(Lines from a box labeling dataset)
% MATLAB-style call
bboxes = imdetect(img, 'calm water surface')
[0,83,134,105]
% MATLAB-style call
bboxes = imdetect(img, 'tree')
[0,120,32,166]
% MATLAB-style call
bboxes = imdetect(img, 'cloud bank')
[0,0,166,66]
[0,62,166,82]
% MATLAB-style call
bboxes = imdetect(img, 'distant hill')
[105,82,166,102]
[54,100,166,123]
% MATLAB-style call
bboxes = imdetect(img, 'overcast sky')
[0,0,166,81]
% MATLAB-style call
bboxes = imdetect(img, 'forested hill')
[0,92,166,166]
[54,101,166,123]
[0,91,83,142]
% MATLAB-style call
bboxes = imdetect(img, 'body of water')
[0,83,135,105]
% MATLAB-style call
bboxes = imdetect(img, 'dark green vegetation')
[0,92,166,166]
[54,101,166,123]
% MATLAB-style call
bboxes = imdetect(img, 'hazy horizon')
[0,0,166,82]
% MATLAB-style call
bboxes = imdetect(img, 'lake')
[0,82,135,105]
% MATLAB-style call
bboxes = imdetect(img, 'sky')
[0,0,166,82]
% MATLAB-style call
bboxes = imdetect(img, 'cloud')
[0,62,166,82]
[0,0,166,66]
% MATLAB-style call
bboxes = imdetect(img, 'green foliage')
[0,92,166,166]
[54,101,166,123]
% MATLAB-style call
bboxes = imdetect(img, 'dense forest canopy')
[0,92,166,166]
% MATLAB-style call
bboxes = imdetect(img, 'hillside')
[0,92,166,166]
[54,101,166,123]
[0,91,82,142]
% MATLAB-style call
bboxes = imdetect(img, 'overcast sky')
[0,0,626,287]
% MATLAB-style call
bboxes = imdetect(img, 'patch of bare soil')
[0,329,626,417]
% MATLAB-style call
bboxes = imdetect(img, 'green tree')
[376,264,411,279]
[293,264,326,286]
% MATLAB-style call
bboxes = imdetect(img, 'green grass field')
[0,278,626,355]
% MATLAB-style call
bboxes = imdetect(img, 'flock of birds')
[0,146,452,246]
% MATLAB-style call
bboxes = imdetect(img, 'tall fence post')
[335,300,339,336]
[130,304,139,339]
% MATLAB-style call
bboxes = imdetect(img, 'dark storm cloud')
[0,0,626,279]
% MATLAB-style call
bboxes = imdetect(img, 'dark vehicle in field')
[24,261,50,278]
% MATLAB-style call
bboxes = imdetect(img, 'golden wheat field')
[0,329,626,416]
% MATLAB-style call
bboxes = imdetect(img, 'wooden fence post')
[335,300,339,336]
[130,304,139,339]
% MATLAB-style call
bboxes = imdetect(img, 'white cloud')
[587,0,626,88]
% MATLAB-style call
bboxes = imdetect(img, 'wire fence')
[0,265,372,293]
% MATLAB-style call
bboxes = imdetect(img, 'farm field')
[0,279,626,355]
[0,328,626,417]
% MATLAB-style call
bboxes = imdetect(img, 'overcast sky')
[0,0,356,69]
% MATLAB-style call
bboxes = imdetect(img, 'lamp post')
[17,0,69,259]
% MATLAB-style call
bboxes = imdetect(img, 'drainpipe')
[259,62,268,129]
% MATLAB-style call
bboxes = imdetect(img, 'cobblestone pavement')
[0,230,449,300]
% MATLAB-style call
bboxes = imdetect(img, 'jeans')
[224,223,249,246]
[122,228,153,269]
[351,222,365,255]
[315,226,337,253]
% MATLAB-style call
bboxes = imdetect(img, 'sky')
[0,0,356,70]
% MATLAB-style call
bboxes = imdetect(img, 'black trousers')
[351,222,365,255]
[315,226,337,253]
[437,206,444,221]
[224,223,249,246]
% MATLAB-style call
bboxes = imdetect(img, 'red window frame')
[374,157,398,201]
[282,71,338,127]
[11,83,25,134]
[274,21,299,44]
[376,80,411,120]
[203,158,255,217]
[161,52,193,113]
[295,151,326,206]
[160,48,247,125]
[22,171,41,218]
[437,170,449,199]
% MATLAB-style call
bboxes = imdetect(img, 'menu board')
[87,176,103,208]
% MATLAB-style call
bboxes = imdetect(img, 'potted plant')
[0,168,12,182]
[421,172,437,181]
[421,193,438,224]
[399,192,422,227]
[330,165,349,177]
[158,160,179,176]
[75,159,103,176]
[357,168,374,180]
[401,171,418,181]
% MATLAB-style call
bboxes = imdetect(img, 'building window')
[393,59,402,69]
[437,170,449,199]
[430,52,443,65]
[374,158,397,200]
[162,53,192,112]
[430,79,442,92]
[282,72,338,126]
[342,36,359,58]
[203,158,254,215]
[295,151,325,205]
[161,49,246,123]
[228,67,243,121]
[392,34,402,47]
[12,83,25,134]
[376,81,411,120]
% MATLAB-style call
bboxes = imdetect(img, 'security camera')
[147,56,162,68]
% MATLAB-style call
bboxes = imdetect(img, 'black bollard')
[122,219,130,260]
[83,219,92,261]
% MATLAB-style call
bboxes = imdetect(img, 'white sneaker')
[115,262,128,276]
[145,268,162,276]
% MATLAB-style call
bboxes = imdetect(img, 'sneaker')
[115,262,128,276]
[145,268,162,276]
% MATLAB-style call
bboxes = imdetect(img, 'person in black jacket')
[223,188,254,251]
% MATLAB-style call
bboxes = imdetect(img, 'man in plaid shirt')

EXERCISE REQUIREMENTS :: Count the lines above that contain the string "water" and reply with the number alone.

TASK ANSWER :: 2